----- The input -----

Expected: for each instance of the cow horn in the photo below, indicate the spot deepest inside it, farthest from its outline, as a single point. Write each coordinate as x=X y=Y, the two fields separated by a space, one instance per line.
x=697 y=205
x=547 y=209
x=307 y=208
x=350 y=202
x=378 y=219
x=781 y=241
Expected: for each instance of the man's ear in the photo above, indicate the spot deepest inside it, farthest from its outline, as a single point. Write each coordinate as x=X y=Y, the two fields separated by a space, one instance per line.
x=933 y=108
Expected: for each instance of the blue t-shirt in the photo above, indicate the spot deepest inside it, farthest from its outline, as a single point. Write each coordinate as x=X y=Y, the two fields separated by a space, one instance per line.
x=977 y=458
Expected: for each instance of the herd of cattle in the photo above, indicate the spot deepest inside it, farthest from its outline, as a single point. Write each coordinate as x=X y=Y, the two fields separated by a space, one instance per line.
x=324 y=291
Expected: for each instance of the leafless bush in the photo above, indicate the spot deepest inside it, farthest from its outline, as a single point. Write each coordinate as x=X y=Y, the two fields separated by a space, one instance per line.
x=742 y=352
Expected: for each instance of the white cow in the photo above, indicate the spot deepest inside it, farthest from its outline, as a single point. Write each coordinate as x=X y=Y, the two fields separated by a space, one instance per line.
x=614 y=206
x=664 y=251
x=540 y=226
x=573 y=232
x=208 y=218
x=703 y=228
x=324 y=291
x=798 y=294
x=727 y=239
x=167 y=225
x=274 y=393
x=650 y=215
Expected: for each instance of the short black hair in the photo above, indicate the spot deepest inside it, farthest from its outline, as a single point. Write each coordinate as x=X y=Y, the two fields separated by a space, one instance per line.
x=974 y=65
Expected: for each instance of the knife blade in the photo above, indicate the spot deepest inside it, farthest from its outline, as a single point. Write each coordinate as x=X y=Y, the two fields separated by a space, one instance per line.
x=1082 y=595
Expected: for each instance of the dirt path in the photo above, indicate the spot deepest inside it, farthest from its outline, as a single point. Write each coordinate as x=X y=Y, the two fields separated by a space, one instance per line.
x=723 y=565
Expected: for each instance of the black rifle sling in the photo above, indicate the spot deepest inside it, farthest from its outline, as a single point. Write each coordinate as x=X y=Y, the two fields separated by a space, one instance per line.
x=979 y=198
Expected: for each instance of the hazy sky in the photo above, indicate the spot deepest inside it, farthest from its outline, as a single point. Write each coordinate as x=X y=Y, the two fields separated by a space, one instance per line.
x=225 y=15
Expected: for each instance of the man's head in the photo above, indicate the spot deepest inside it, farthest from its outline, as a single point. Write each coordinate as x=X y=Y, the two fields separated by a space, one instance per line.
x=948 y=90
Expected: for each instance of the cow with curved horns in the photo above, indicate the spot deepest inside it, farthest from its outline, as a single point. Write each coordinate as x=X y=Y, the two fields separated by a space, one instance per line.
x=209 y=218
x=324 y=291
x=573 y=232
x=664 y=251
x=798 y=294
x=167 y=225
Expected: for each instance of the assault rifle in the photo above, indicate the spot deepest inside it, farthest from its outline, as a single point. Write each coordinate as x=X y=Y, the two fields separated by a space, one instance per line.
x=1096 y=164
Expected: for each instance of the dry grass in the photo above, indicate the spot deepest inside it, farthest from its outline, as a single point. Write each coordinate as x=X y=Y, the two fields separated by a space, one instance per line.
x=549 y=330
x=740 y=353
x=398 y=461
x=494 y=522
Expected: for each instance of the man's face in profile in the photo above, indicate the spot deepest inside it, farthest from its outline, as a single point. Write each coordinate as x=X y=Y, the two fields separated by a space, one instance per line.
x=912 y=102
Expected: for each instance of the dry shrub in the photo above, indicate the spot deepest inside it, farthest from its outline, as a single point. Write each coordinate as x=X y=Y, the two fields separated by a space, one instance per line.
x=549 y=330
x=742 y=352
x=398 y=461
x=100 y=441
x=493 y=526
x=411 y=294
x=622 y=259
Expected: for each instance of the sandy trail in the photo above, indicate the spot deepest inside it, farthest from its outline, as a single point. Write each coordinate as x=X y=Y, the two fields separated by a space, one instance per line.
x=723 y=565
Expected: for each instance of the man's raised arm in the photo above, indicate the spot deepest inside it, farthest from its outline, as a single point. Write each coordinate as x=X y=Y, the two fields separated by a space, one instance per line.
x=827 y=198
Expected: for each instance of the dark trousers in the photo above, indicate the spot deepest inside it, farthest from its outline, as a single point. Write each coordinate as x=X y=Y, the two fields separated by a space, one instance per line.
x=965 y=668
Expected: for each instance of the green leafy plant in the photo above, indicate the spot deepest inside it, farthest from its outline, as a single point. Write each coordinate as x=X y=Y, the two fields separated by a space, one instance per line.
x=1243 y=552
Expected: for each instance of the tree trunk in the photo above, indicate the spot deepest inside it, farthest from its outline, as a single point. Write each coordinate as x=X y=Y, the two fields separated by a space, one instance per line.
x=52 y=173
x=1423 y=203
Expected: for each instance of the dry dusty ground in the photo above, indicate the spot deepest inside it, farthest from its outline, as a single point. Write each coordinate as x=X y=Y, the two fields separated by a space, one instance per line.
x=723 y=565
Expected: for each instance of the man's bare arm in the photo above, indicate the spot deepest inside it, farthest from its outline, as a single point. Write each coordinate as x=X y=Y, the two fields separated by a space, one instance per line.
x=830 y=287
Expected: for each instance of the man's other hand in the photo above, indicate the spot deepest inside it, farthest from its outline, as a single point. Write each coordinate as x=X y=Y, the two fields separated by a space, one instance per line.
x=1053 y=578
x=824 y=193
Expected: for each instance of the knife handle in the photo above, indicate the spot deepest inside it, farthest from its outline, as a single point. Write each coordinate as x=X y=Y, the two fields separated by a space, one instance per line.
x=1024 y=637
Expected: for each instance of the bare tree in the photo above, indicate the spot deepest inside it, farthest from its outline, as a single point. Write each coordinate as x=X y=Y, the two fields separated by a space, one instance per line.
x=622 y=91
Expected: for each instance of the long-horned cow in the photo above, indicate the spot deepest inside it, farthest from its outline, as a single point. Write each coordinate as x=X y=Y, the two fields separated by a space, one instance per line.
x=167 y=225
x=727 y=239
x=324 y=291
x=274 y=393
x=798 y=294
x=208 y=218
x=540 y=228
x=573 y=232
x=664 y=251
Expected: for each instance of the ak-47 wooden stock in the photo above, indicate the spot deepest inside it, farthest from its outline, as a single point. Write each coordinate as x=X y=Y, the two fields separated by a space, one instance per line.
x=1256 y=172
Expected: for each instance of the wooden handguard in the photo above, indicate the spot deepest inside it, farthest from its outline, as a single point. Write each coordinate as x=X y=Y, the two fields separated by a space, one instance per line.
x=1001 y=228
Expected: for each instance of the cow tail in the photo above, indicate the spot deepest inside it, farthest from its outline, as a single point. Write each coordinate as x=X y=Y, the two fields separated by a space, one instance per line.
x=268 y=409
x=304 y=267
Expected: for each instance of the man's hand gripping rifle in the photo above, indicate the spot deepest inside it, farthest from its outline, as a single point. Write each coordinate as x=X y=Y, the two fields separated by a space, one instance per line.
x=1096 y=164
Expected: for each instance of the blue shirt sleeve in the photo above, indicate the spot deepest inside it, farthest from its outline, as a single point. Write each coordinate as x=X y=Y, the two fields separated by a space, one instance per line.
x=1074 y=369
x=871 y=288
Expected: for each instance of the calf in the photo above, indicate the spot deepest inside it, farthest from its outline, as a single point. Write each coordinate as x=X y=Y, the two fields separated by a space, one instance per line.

-----

* **What you should do**:
Write out every line of the material again, exactly as it reads.

* **Task result**:
Expected: for each instance of the cow horn in the photo below, indicate the spot deepest inside it, farthest from its outline, as a single point. Write each coordinate as x=X y=Y, the two fields separated by a space, one instance per line.
x=697 y=205
x=547 y=209
x=307 y=208
x=350 y=202
x=378 y=219
x=781 y=241
Expected: for each instance of the man's ear in the photo above, indicate the spot deepest inside it, farthest from its outline, as a single point. Write each coordinate as x=X y=Y, the two fields separated by a space, one instance per line.
x=933 y=108
Expected: for each instance of the blue t-shirt in the photo above, indicate the spot deepest inside it, farthest from its outline, as a single point. Write each coordinate as x=X y=Y, the two fields separated by a space, one instance per line.
x=977 y=458
Expected: for each instance of the herd of cattle in the photo above, indicate the spot deepest inside it, farthest from its outline, as a single point. Write each coordinate as x=X y=Y, the two fields separated by a space, one instance per line.
x=324 y=291
Expected: for each instance of the leafless bush in the photo above, indicate the spot deepest inside it, farthest from its outline, as a single point. Write each coordinate as x=X y=Y, the two fields separated by a space, one instance per line.
x=742 y=352
Expected: for each instance of the white cow in the photo above, indicate the spot deepest inside it, farthest from its outline, as a single point. Write each coordinate as x=X y=Y, the two fields separated by a space, one instance per line.
x=614 y=206
x=664 y=251
x=540 y=226
x=573 y=232
x=208 y=218
x=703 y=228
x=324 y=291
x=798 y=294
x=727 y=239
x=167 y=225
x=274 y=393
x=650 y=215
Expected: for each instance of the short black hair in the photo above, indicate the spot deepest inside it, farthest from its outline, as a single point. Write each coordinate as x=X y=Y, the two fields separated by a space, one instance per line.
x=974 y=65
Expected: for each instance of the knife blade in the photo above, indicate the spot deepest inside it, farthest from its outline, as a single point. Write each coordinate as x=X y=Y, the two fields separated by a space, one instance per line.
x=1082 y=595
Expected: for each instance of the dirt path in the photo above, indicate the spot deepest inside it, farthest from its outline, as a single point. Write each coordinate as x=X y=Y, the two fields separated by a space, one instance per line.
x=723 y=565
Expected: for each instance of the black rifle sling in the photo above, indicate the spot deepest inside it, farthest from its outline, as a single point. Write each coordinate as x=X y=Y, the two fields separated by a space, one instance per line.
x=979 y=198
Expected: for each instance of the hazy sky in the photo above, indicate the spot deepest inside it, farthest from its outline, as a single point. Write each coordinate as x=X y=Y, the two fields separated by a space, one instance per line.
x=225 y=15
Expected: for each instance of the man's head in the photo above, indicate the spot deepest inside it, farthest from its outline, as a single point. Write each coordinate as x=X y=Y, the two fields separated by a space, one instance per line.
x=948 y=90
Expected: for each instance of the cow with curved horns in the photo above, indicate the spot deepest inside it, farthest from its outline, as a single point. Write each coordinate as x=X y=Y, the two fields separated by a space, one instance per line.
x=209 y=218
x=324 y=291
x=573 y=232
x=664 y=251
x=798 y=294
x=167 y=225
Expected: for each instance of the assault rifle in the photo above, indicate the spot deepest inside it, farthest from its outline, as a single point. Write each coordinate as x=X y=Y, the two fields separated by a space, one instance per line.
x=1096 y=164
Expected: for each instance of the dry grass in the photo above, indicate the spot deepest inside it, farthest from its outline, as a single point. Write each coordinate as x=X y=Y, the two fields separated by a space, one instance per line.
x=549 y=330
x=740 y=353
x=398 y=461
x=494 y=522
Expected: for each instance of the man's face in profile in the photo above, indicate the spot deepest inside it, farthest from its outline, as a single point. Write each coordinate as x=X y=Y, the two fields separated by a space, one instance per line.
x=912 y=102
Expected: for each instance of the dry shrub in the photo above, indicate the spot deepest inside it, farthest from its outline, as a single point. Write each coordinate as x=X y=Y, the two fields separated by a space, one instance per line.
x=549 y=330
x=742 y=352
x=398 y=461
x=100 y=441
x=493 y=526
x=411 y=294
x=622 y=259
Expected: for each instance of the sandy trail in the photo above, indicate the spot deepest inside it, farthest from its outline, as a single point. Write each coordinate as x=X y=Y, the two fields separated by a space, one instance per line.
x=723 y=565
Expected: for each instance of the man's raised arm in the photo above, indicate the spot deepest inside it, farthest from its outline, as a single point. Write each coordinate as x=X y=Y, the two fields separated by a space, one instance per line.
x=827 y=198
Expected: for each instance of the dark trousers in the photo above, indicate the spot deepest inside it, farthest from its outline, as a single point. Write each coordinate as x=X y=Y, the two fields separated by a space, one instance per line.
x=965 y=668
Expected: for each instance of the green leafy plant in the photo above, indicate the spot deepest inside it, farthest from its outline, as a single point. Write each coordinate as x=X y=Y, the two fields separated by a space, one instance per line.
x=1243 y=552
Expected: for each instance of the tree trunk in the photo above, indicate the spot deepest inside it, farthest from its outline, as a single point. Write each coordinate as x=X y=Y, the two fields separated by a space, one instance per line.
x=52 y=173
x=1423 y=203
Expected: for each instance of the dry dusty ground in the photo above, indicate the spot deepest inside it, farthest from its outline, as a single point. Write each coordinate as x=X y=Y, the two fields separated by a space, one instance per line.
x=723 y=565
Expected: for each instance of the man's bare arm in the photo above, indicate the spot deepest inside it, farthest from its outline, as a single point. Write each coordinate as x=X y=Y, the two fields separated by a space, one instance per line.
x=830 y=287
Expected: for each instance of the man's other hand in the photo above, indicate the spot deepest inside it, farthest from its outline, as a single point. Write each coordinate as x=X y=Y, the two fields separated by a space, one instance per line.
x=1053 y=578
x=824 y=193
Expected: for each instance of the knife handle in the photo above, indicate the spot deepest inside it, farthest from its outline, as a single point. Write each coordinate as x=X y=Y, the two fields separated by a space, one instance per line.
x=1024 y=637
Expected: for each instance of the bare tree in the photo above, indicate the spot deepest inside it, farthest from its outline, as a single point. Write each coordinate as x=X y=Y, the two fields separated by a space, one instance per line.
x=622 y=91
Expected: for each instance of the long-horned cow in the photo above, indicate the spot deepest inside it, farthest from its outline, as a single point. Write each coordinate as x=X y=Y, the two fields separated by a space, one instance per line.
x=167 y=225
x=727 y=239
x=324 y=291
x=274 y=393
x=798 y=294
x=208 y=218
x=540 y=228
x=573 y=232
x=664 y=251
Expected: for each instance of the ak-47 wooden stock in the photo above, indicate the spot deepest inside it, farthest from its outline, as a single point. Write each coordinate as x=X y=Y, the two fields separated by a space, one instance per line.
x=1256 y=172
Expected: for each instance of the wooden handguard in the photo above, indicate the spot deepest inside it, farthest from its outline, as a single point. Write each coordinate as x=X y=Y, the two fields separated by a space, one instance per line.
x=1001 y=228
Expected: for each instance of the cow tail in the photo above, indicate the spot deepest inside it, farthest from its outline, as a single point. Write each coordinate as x=X y=Y, the two fields separated by a space, one instance per line.
x=268 y=409
x=304 y=267
Expected: for each instance of the man's hand gripping rifle in the photo above, indicate the spot deepest inside it, farthest from its outline, as a single point. Write each coordinate as x=X y=Y, the two fields separated by a space, one instance per line.
x=1096 y=164
Expected: for each instance of the blue shirt sleeve in the photo above, indicate the spot deepest inside it, farthest from its outline, as a single point. Write each coordinate as x=X y=Y, the two fields separated by a space, one instance per line.
x=1074 y=369
x=871 y=288
Expected: for each instance of the calf in the photo above, indicate the spot deepest inside it, farthest from its outline, as a single point. Write each coordinate as x=X y=Y, the two fields separated by a space, one instance per line.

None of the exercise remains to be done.